# [DOCUMENT SEGMENT]
>>>>

America’s response to this new situation is the most destabilizing element in world affairs today. Herein lies the significance of the war against Iraq. The principal purpose of that war was not to remove Saddam Hussein, who happened to be an old friend of the United States, but to strengthen the world position of American capitalism vis-a-vis its international rivals.

Why are the international events so significant? Because the basic question which faces the Soviet Union today is the same question which it faced in 1924. Should it seek to find the answer to its deep economic problems on the basis of a national program, or should it seek to find the answer to its problems on the basis of an international program? The nationalist solution proposed by Stalin and Bukharin in 1924, to build socialism in one country, based on the resources of Soviet Russia, had catastrophic consequences for the Soviet and international working class. Today, the national solution proposed by the Stalinists and democrats—based on the restoration of capitalism—can be achieved only through the transformation of the shattered fragments of the USSR into colonial outposts of imperialism. The vast majority of the Soviet people will be pauperized, while bourgeois comprador gangsters amass great wealth.

<<<<

# [RECORDS TO PROCESS]

>>>>

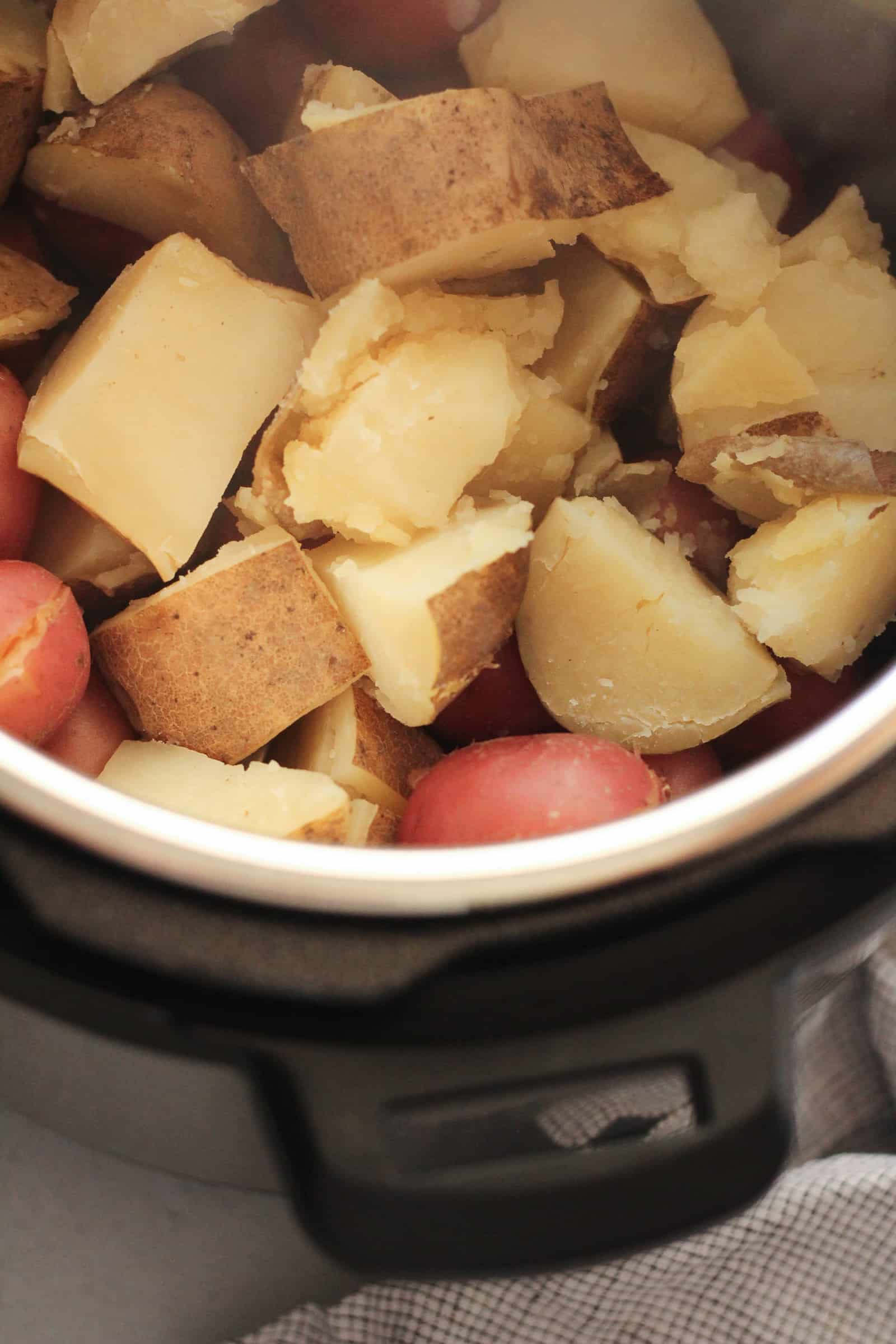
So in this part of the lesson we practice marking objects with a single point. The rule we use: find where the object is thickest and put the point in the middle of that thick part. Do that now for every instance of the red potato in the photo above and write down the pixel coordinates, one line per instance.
(19, 491)
(685, 772)
(812, 699)
(93, 731)
(394, 35)
(500, 703)
(521, 788)
(45, 652)
(759, 142)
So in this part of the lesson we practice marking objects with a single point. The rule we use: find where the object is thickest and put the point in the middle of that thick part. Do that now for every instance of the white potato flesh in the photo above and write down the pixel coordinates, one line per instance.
(820, 584)
(662, 64)
(261, 797)
(432, 615)
(622, 639)
(146, 414)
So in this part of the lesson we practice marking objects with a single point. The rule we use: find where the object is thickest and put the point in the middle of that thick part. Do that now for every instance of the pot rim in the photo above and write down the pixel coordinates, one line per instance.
(416, 882)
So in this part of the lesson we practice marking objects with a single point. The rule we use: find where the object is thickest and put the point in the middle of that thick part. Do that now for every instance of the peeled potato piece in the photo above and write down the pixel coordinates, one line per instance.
(358, 744)
(228, 656)
(160, 160)
(664, 66)
(468, 182)
(146, 414)
(31, 300)
(820, 584)
(433, 613)
(265, 799)
(109, 45)
(622, 639)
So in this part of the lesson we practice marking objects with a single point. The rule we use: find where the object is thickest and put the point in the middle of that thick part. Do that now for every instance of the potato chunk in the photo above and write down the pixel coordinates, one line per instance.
(432, 615)
(622, 639)
(265, 799)
(820, 584)
(109, 45)
(461, 183)
(31, 300)
(228, 656)
(146, 414)
(160, 160)
(358, 744)
(664, 66)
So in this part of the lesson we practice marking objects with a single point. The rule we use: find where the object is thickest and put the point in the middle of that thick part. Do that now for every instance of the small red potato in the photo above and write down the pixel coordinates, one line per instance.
(45, 652)
(521, 788)
(19, 491)
(93, 731)
(812, 699)
(500, 703)
(685, 772)
(385, 37)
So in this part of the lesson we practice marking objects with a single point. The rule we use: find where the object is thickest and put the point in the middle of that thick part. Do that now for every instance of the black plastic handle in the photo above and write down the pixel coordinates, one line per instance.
(339, 1114)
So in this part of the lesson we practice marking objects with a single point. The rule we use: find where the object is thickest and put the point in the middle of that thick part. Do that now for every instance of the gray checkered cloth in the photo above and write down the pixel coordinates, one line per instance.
(813, 1262)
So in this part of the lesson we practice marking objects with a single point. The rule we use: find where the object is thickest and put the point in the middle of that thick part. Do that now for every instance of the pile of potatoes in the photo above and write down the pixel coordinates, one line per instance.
(343, 391)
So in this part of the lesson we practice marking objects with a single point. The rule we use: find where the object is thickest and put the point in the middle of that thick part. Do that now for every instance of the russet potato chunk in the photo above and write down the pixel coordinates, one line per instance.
(664, 66)
(433, 613)
(228, 656)
(469, 182)
(622, 639)
(160, 160)
(358, 744)
(265, 799)
(146, 414)
(109, 45)
(819, 584)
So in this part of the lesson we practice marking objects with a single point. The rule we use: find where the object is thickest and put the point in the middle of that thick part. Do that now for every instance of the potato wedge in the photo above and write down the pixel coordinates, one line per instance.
(264, 799)
(613, 339)
(817, 585)
(31, 300)
(433, 613)
(23, 29)
(160, 160)
(463, 183)
(664, 66)
(361, 746)
(622, 639)
(234, 652)
(110, 45)
(223, 350)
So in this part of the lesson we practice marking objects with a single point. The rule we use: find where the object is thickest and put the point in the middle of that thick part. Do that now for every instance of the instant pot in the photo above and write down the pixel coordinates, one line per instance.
(385, 1032)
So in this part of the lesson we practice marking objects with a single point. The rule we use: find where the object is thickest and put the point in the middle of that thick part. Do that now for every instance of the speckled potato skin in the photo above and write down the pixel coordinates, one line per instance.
(474, 617)
(227, 663)
(19, 119)
(382, 189)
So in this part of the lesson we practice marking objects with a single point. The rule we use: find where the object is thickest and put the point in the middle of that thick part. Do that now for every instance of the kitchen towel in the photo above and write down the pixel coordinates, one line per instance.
(813, 1262)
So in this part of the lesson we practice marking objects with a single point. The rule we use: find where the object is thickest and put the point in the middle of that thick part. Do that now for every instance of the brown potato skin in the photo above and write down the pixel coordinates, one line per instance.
(225, 664)
(382, 189)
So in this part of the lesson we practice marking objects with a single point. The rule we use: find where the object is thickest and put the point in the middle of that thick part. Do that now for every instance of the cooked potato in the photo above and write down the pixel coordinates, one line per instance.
(109, 45)
(146, 414)
(23, 27)
(706, 237)
(664, 66)
(820, 584)
(160, 160)
(433, 613)
(622, 639)
(265, 799)
(228, 656)
(31, 300)
(361, 746)
(463, 183)
(613, 339)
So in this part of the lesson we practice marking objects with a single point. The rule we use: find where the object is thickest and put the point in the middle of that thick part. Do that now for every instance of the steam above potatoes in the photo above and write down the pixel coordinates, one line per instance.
(366, 422)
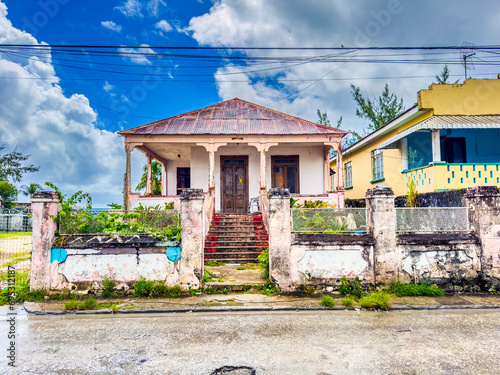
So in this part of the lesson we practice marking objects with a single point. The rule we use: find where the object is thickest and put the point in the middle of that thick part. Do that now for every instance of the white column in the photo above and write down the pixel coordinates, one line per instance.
(211, 169)
(327, 180)
(149, 179)
(436, 146)
(263, 174)
(164, 180)
(404, 153)
(340, 168)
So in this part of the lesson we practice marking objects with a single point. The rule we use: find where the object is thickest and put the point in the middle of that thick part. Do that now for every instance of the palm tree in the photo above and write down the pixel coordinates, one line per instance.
(31, 189)
(155, 176)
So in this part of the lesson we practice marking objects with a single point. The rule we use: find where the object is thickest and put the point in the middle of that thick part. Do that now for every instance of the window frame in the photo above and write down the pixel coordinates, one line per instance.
(296, 165)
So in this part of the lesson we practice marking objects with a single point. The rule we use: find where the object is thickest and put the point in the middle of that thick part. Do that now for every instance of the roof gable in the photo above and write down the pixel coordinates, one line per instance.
(233, 117)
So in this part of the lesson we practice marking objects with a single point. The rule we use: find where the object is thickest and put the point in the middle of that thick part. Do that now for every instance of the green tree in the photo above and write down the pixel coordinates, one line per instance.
(442, 78)
(11, 165)
(379, 111)
(155, 176)
(30, 190)
(8, 194)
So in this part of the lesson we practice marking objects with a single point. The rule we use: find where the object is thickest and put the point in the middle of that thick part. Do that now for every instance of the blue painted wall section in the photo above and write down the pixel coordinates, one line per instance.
(174, 253)
(58, 254)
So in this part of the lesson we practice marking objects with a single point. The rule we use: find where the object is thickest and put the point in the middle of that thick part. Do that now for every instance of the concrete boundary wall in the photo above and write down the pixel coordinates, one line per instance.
(457, 261)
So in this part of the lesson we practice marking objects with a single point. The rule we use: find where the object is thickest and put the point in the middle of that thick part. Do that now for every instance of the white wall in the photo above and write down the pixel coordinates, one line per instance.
(311, 166)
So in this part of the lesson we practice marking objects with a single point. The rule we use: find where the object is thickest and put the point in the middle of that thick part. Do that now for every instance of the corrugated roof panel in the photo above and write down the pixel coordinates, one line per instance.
(233, 117)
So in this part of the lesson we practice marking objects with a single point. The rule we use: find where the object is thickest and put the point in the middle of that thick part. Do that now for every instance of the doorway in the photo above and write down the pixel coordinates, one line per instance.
(234, 183)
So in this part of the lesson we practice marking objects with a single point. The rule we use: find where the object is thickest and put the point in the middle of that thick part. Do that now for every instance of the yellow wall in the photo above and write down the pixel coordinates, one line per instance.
(474, 97)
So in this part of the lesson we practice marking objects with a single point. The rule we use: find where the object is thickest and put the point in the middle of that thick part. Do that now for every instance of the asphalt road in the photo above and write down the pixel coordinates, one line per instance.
(323, 342)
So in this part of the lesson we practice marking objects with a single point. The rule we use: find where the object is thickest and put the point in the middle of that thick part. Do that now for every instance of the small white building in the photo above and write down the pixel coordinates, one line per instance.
(234, 151)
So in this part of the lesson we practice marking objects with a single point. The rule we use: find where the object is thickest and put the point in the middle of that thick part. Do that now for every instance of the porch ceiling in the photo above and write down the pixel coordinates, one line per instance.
(445, 122)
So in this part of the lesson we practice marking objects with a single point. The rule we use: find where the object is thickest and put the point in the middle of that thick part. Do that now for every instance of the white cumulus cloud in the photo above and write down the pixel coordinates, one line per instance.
(110, 25)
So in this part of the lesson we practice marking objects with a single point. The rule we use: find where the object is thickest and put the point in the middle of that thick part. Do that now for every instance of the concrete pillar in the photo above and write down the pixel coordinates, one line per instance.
(164, 180)
(381, 223)
(192, 240)
(436, 145)
(149, 177)
(280, 236)
(43, 205)
(340, 168)
(126, 180)
(326, 170)
(263, 172)
(484, 216)
(404, 154)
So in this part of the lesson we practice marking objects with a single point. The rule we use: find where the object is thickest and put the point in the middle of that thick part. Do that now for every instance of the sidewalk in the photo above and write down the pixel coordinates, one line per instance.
(259, 302)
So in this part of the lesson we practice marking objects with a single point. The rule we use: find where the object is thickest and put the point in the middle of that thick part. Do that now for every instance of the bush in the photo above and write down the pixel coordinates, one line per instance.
(351, 287)
(71, 305)
(404, 290)
(327, 301)
(89, 304)
(347, 302)
(376, 300)
(263, 260)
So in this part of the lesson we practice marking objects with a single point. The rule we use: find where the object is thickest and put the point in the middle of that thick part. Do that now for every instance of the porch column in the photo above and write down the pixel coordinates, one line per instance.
(327, 180)
(340, 168)
(436, 146)
(211, 169)
(164, 180)
(149, 179)
(126, 180)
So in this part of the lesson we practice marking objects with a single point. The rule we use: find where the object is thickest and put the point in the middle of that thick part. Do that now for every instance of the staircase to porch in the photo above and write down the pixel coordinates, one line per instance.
(236, 238)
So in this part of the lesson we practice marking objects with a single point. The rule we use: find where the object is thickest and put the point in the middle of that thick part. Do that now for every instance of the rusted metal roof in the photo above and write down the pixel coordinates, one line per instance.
(233, 117)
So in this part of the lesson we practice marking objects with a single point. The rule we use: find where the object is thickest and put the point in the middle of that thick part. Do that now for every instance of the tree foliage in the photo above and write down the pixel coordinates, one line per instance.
(155, 176)
(11, 165)
(380, 110)
(442, 78)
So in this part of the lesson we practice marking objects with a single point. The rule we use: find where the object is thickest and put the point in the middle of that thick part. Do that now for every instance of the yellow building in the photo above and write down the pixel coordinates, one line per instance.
(450, 139)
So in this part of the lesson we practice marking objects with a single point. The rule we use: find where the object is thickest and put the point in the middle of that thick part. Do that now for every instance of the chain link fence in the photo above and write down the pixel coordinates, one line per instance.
(328, 220)
(16, 243)
(432, 219)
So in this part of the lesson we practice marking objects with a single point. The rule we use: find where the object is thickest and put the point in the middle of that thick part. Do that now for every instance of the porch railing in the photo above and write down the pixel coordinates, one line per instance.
(328, 220)
(432, 219)
(119, 222)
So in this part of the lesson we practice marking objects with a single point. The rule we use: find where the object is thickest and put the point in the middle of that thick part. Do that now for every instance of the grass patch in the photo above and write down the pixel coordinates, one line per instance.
(347, 302)
(414, 290)
(145, 288)
(71, 305)
(327, 301)
(376, 300)
(214, 263)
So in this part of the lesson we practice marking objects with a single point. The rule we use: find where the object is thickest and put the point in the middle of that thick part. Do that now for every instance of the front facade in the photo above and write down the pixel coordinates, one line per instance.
(234, 151)
(448, 140)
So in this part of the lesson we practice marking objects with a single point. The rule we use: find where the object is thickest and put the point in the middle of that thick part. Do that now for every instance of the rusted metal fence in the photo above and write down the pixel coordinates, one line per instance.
(15, 243)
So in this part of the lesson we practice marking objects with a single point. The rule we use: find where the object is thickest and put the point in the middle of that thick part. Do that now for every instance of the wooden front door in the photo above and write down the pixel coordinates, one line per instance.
(234, 183)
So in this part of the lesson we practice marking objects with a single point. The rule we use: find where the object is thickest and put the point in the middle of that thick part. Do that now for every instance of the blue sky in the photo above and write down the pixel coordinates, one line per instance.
(64, 120)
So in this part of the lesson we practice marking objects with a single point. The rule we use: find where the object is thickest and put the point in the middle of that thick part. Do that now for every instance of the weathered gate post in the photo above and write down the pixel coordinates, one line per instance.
(43, 205)
(280, 237)
(381, 222)
(192, 238)
(484, 215)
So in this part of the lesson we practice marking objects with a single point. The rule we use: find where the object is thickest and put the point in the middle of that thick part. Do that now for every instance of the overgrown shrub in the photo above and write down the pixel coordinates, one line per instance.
(347, 302)
(327, 301)
(403, 290)
(263, 260)
(376, 300)
(351, 287)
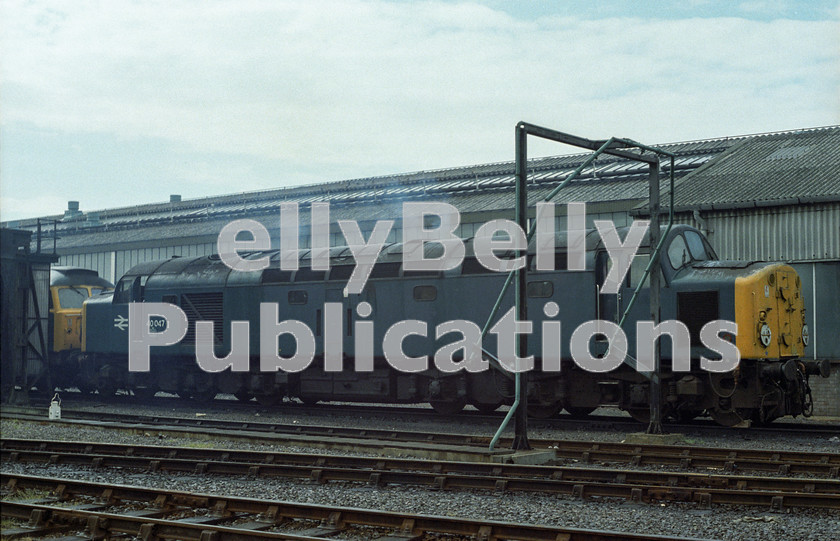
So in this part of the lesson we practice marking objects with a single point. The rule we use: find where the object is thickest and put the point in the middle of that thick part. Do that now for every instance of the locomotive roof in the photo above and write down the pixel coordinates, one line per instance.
(210, 268)
(76, 276)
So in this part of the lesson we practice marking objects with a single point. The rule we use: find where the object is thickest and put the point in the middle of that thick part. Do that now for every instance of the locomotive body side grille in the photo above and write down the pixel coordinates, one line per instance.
(203, 307)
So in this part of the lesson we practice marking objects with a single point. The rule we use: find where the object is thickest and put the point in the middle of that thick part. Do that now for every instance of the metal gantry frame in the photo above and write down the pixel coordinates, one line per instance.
(616, 147)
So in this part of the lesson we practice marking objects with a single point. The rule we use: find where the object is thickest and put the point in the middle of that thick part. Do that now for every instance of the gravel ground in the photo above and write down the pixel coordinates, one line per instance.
(670, 519)
(342, 416)
(667, 519)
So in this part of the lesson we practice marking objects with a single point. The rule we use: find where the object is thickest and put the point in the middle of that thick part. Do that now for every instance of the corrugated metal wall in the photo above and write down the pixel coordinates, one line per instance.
(793, 233)
(112, 265)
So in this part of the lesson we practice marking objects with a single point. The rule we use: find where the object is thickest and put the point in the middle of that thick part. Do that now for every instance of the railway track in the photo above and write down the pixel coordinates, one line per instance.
(66, 506)
(562, 421)
(775, 493)
(681, 456)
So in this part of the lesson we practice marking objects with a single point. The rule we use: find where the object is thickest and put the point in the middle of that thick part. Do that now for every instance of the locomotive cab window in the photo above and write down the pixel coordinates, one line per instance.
(540, 290)
(130, 289)
(696, 246)
(71, 297)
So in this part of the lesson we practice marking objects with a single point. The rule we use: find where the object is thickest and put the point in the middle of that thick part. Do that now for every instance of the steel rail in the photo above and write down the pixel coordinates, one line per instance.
(648, 486)
(564, 421)
(263, 514)
(727, 459)
(688, 456)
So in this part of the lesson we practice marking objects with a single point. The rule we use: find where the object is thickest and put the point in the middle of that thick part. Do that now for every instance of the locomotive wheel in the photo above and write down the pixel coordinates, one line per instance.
(269, 399)
(578, 412)
(544, 411)
(732, 417)
(640, 414)
(144, 393)
(485, 408)
(204, 396)
(243, 396)
(686, 415)
(448, 407)
(86, 388)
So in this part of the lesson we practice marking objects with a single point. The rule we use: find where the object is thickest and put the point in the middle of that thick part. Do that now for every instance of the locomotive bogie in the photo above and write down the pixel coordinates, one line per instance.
(351, 331)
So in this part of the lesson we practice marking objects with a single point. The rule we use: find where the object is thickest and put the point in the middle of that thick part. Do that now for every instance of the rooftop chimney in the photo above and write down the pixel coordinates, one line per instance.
(72, 209)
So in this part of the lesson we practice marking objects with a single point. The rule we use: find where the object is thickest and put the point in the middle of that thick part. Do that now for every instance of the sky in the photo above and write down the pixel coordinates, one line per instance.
(116, 103)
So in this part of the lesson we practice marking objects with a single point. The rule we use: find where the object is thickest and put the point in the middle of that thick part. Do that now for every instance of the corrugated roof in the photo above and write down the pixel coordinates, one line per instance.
(768, 170)
(782, 163)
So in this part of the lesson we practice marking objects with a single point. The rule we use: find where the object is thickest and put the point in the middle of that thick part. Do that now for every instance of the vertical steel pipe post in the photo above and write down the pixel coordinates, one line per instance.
(520, 438)
(655, 426)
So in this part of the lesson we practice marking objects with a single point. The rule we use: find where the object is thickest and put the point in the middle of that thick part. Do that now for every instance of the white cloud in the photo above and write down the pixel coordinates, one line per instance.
(372, 87)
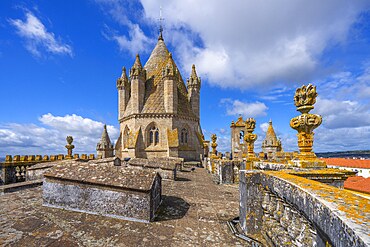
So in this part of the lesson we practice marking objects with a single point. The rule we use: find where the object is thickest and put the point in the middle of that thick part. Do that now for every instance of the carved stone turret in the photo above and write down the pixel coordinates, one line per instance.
(304, 99)
(124, 91)
(104, 147)
(214, 146)
(69, 147)
(170, 73)
(193, 85)
(271, 145)
(250, 138)
(137, 79)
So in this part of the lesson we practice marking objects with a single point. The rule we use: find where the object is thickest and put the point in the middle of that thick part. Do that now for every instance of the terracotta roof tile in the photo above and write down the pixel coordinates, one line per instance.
(358, 183)
(355, 163)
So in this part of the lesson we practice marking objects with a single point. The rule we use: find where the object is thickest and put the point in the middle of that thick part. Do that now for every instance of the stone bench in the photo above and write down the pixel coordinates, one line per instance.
(166, 168)
(107, 161)
(19, 186)
(128, 194)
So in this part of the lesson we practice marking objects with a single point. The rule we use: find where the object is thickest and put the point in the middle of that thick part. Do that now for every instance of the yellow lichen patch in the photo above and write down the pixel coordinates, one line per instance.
(172, 138)
(355, 207)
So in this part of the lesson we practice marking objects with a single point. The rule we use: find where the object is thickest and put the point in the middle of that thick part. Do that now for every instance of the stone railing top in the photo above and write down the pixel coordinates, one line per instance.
(50, 164)
(106, 160)
(327, 172)
(262, 165)
(110, 176)
(352, 210)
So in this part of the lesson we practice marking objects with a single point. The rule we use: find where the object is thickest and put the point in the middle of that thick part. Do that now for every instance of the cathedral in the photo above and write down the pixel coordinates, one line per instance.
(271, 145)
(159, 116)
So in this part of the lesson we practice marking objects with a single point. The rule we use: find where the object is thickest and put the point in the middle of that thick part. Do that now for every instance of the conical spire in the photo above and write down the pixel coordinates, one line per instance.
(160, 37)
(122, 82)
(171, 68)
(194, 80)
(104, 140)
(137, 63)
(137, 68)
(193, 72)
(270, 131)
(270, 139)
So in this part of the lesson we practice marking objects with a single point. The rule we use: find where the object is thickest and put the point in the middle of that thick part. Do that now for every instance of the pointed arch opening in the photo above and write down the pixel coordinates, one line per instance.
(153, 136)
(184, 135)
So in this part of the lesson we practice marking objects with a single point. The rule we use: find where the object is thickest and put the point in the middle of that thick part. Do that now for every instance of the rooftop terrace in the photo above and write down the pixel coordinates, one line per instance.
(193, 213)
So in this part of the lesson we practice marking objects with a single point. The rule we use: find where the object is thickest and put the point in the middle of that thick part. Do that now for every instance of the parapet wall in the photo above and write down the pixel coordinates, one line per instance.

<<<<

# [WRITTEN REQUEST 1]
In the passage on world politics, replace "war" with "conflict" and write out the part from "America’s response to" to "its international rivals.".
# [WRITTEN REQUEST 2]
Pull out every line of the records that contains the string "frame", matching case.
The text and the records are unrelated to each other.

# [EXERCISE ANSWER 1]
America’s response to this new situation is the most destabilizing element in world affairs today. Herein lies the significance of the conflict against Iraq. The principal purpose of that conflict was not to remove Saddam Hussein, who happened to be an old friend of the United States, but to strengthen the world position of American capitalism vis-a-vis its international rivals.

# [EXERCISE ANSWER 2]
So in this part of the lesson we practice marking objects with a single point. The rule we use: find where the object is thickest and put the point in the middle of that thick part. Do that now for every instance of the window frame in the photo above and write down the pixel coordinates, one line per instance.
So in this part of the lesson we practice marking objects with a single point. The rule we use: find where the object is thickest and put the point in the middle of that thick part. Do that now for every instance of the metal gantry frame in the photo above and write down the pixel coordinates, one line per instance.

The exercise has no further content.